→ **PROBLEM DESCRIPTION**: Pull out each line in the data below that contains the word "flag", matching case exactly.

────────

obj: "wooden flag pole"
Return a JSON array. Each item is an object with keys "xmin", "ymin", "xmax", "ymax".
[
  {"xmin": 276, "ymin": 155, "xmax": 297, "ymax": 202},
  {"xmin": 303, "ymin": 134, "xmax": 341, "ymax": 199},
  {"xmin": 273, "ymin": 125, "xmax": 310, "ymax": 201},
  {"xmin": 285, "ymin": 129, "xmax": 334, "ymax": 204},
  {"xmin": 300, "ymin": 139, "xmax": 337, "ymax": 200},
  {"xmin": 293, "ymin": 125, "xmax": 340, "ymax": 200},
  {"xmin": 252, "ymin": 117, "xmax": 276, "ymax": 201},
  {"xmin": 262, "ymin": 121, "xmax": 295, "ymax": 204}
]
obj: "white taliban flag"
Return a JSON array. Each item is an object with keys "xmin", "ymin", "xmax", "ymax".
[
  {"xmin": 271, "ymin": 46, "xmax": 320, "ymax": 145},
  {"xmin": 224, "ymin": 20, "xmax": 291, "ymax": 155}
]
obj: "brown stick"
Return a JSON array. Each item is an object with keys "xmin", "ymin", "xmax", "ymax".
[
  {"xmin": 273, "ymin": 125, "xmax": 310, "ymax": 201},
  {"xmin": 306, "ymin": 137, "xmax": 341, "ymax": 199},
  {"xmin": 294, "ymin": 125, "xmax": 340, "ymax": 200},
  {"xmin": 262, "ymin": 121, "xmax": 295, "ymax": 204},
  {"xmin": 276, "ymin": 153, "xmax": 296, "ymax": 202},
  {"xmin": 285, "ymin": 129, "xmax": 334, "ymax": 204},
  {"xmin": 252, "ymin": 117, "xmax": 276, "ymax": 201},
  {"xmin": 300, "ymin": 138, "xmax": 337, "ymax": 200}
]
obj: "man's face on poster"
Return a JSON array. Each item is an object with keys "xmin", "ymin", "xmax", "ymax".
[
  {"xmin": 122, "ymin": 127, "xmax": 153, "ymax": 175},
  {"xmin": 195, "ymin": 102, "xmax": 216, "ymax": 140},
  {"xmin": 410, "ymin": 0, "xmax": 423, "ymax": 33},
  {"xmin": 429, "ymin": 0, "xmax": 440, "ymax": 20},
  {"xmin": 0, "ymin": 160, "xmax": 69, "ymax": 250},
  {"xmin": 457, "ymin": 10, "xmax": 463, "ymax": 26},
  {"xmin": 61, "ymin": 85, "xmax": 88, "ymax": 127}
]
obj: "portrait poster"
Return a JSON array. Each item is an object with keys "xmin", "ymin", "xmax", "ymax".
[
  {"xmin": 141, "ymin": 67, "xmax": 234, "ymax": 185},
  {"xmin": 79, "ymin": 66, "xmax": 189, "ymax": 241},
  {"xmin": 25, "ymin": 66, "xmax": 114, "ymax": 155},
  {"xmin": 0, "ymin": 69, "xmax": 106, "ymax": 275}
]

────────

→ **EXERCISE ANSWER**:
obj: "wooden flag pole"
obj: "white taliban flag"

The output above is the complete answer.